Required task = Quote all of the entries word for word.

----------

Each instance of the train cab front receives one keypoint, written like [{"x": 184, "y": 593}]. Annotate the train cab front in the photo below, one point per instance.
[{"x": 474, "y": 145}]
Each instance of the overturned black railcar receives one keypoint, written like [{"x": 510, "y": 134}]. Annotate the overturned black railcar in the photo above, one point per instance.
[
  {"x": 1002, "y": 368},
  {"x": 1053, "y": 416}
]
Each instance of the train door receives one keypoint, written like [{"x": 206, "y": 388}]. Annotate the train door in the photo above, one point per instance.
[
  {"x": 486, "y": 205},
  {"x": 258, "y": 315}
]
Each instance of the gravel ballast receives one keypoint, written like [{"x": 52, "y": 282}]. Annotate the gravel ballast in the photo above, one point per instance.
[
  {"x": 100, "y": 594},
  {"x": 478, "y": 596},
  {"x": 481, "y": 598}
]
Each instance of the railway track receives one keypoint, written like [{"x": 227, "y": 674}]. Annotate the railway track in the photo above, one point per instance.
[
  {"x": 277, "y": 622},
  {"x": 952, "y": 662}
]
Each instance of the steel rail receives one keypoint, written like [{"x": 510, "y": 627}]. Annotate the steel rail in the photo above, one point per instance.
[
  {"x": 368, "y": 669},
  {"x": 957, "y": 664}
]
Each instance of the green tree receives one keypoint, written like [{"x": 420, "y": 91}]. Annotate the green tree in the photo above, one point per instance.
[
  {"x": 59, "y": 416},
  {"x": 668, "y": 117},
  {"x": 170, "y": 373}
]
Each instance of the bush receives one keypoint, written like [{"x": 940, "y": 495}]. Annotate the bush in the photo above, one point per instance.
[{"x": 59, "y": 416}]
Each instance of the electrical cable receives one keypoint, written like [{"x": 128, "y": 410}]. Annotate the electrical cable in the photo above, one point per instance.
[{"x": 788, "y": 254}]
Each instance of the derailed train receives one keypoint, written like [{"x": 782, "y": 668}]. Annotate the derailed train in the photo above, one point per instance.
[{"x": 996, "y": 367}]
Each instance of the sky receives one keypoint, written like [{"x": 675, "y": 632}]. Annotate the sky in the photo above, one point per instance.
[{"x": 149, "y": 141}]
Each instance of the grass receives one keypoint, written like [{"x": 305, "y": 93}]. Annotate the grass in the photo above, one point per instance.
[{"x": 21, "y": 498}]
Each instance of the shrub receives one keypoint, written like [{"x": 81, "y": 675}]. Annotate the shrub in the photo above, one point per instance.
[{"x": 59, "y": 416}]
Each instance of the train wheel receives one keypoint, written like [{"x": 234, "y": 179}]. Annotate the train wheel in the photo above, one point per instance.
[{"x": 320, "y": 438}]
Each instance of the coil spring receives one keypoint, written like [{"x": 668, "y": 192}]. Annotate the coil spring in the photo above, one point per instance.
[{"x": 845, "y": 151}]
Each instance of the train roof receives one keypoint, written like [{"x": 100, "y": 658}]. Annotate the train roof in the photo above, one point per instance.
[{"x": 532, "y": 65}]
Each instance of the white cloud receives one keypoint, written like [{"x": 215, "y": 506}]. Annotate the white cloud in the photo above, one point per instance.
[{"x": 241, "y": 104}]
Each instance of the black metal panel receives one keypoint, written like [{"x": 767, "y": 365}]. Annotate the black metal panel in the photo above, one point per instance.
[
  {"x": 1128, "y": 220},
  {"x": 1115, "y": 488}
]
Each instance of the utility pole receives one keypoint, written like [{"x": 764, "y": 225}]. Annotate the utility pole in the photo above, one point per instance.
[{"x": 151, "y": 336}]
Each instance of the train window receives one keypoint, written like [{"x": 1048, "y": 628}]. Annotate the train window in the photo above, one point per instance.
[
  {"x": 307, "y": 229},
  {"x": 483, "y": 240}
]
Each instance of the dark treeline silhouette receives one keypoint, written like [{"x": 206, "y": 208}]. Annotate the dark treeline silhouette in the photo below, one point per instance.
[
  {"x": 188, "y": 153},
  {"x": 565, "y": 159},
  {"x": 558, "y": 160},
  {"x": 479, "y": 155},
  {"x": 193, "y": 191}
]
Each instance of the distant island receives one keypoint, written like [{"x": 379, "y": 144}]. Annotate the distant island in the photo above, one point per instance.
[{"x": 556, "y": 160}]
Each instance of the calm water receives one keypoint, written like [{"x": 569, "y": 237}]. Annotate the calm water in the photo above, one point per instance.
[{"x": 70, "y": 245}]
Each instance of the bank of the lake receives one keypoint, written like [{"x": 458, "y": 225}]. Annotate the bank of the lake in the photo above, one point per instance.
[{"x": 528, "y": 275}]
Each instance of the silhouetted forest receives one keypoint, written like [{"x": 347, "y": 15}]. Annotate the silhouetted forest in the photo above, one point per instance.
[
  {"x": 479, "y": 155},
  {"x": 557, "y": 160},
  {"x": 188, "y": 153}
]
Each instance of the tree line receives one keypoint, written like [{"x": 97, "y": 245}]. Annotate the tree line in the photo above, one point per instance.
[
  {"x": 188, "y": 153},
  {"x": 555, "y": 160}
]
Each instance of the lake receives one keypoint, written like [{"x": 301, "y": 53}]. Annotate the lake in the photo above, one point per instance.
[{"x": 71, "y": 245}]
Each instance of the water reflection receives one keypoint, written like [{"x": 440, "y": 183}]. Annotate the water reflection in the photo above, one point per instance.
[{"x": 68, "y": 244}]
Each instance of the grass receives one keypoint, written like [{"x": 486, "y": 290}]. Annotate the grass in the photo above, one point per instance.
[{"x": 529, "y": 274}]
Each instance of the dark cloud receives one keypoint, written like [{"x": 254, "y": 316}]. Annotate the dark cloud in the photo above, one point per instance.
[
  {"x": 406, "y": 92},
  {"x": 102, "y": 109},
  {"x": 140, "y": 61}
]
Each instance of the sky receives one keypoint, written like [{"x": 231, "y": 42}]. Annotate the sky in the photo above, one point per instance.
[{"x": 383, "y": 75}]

----------

Output of the task =
Each instance of the train cab front receives one keypoint, written like [{"x": 184, "y": 593}]. Annotate the train cab front in the photo below, one point per instance.
[{"x": 474, "y": 145}]
Each instance of the overturned black railcar receives one keypoint, written like [{"x": 510, "y": 134}]. Annotate the overturned black railcar in the photo above, one point per instance.
[
  {"x": 1002, "y": 368},
  {"x": 1053, "y": 416}
]
Each instance of the train door receives one keypoint, written like [{"x": 206, "y": 388}]. Annotate the train door in the photo above, one point per instance.
[
  {"x": 486, "y": 205},
  {"x": 258, "y": 315}
]
Each instance of the gravel ballast receives one keypoint, written like [{"x": 52, "y": 282}]. Annotate the gravel ballast in the photo above, one point per instance.
[
  {"x": 100, "y": 594},
  {"x": 478, "y": 596},
  {"x": 481, "y": 598}
]
Each instance of the railway track receives one keypoint, written like [{"x": 227, "y": 674}]. Annotate the railway track in the photo above, one point per instance.
[
  {"x": 277, "y": 622},
  {"x": 952, "y": 662}
]
Each instance of the steel rail receives one keypoint, written like [{"x": 510, "y": 627}]. Annotate the steel rail in the photo above, one point per instance.
[
  {"x": 368, "y": 669},
  {"x": 957, "y": 664}
]
Each instance of the green tree receives one keypoint, written like [{"x": 420, "y": 91}]. Annotate the green tree in the photo above, one point per instance.
[
  {"x": 59, "y": 416},
  {"x": 668, "y": 117},
  {"x": 170, "y": 373}
]
Each instance of the bush receives one keypoint, written like [{"x": 940, "y": 495}]. Annotate the bush in the photo above, one point per instance.
[{"x": 59, "y": 416}]
Each instance of the electrical cable receives one keypoint, written like [{"x": 128, "y": 410}]. Annotate the electrical cable in the photo above, one point per instance.
[{"x": 788, "y": 254}]
Each instance of the derailed train receives one keypoint, written like [{"x": 782, "y": 668}]. Annotate the derailed train in the photo above, one point per instance.
[{"x": 996, "y": 367}]
Each instance of the sky receives one keypoint, written like [{"x": 675, "y": 632}]. Annotate the sky in the photo above, one point per instance.
[{"x": 149, "y": 141}]
Each instance of the grass receives one keypoint, written like [{"x": 305, "y": 93}]. Annotate the grass in the photo above, one point per instance.
[{"x": 21, "y": 498}]
Each instance of the shrub receives one keypoint, written like [{"x": 81, "y": 675}]. Annotate the shrub in the photo above, one point per instance.
[{"x": 59, "y": 416}]
Each instance of the train wheel receives one keypoint, written like [{"x": 234, "y": 179}]. Annotate the train wheel in the photo above, one point per instance.
[{"x": 320, "y": 438}]
Each instance of the coil spring receives one keypoint, written like [{"x": 668, "y": 192}]. Annotate the coil spring in the photo above, one point per instance.
[{"x": 845, "y": 151}]
Each instance of the train roof receives one keypoint, written like [{"x": 100, "y": 658}]. Annotate the train roof in the photo above, one point per instance.
[{"x": 532, "y": 65}]
Each instance of the white cloud receives one keypoint, written like [{"x": 215, "y": 506}]. Annotate the white cloud in the photo above, one point per instance.
[{"x": 241, "y": 104}]
Each instance of the black metal panel receives one keypoint, written like [{"x": 767, "y": 365}]. Annotate the black metal panel in the photo above, one point per instance.
[
  {"x": 1128, "y": 220},
  {"x": 1115, "y": 488}
]
Each instance of the utility pole receives one keypoint, written like [{"x": 764, "y": 225}]. Annotate the utility pole in the photo above, one point per instance.
[{"x": 151, "y": 336}]
Each instance of the train window receives one keypoint, written like [{"x": 1048, "y": 628}]. Annotate the train window in the photo above, one point per instance.
[
  {"x": 307, "y": 229},
  {"x": 483, "y": 240}
]
Each instance of the dark treeline silhouette receives one keypoint, written like [{"x": 206, "y": 208}]. Annotate the dark treeline silhouette in the photo below, one point per instance.
[
  {"x": 188, "y": 153},
  {"x": 565, "y": 159},
  {"x": 558, "y": 160},
  {"x": 479, "y": 155},
  {"x": 193, "y": 191}
]
Each instance of the distant island receives one keypoint, written like [{"x": 379, "y": 144}]. Annotate the distant island in the photo above, one point per instance.
[{"x": 556, "y": 160}]
Each instance of the calm water receives one keypoint, written like [{"x": 569, "y": 237}]. Annotate the calm water in the photo above, one point per instance.
[{"x": 70, "y": 245}]
Each instance of the bank of the lake receives one keypoint, written like [{"x": 458, "y": 225}]. Annotate the bank of the lake in the photo above, one point per instance.
[{"x": 528, "y": 275}]
Each instance of the silhouetted forest receives one keypoint, written like [{"x": 347, "y": 15}]. Annotate the silhouetted forest in the photo above, one point per instance.
[
  {"x": 479, "y": 155},
  {"x": 557, "y": 160},
  {"x": 188, "y": 153}
]
Each instance of the tree line receives one keypoint, written like [{"x": 97, "y": 245}]. Annotate the tree line in the photo above, one point per instance.
[
  {"x": 188, "y": 153},
  {"x": 555, "y": 160}
]
Each instance of the lake receives one keypoint, written like [{"x": 301, "y": 53}]. Annotate the lake in the photo above, one point per instance.
[{"x": 71, "y": 245}]
Each instance of the water reflection receives one keypoint, written like [{"x": 440, "y": 183}]. Annotate the water reflection in the photo above, one point per instance.
[{"x": 68, "y": 244}]
Each instance of the grass receives one keypoint, written like [{"x": 486, "y": 290}]. Annotate the grass in the photo above, one point per instance.
[{"x": 529, "y": 274}]
Each instance of the dark cloud receives one keypoint, written like [{"x": 254, "y": 316}]. Annotate the dark cloud in the photo above, one point per instance.
[
  {"x": 406, "y": 92},
  {"x": 102, "y": 109},
  {"x": 140, "y": 61}
]
Each instance of the sky receives one keypoint, written like [{"x": 231, "y": 42}]. Annotate the sky in the photo above, one point per instance.
[{"x": 383, "y": 75}]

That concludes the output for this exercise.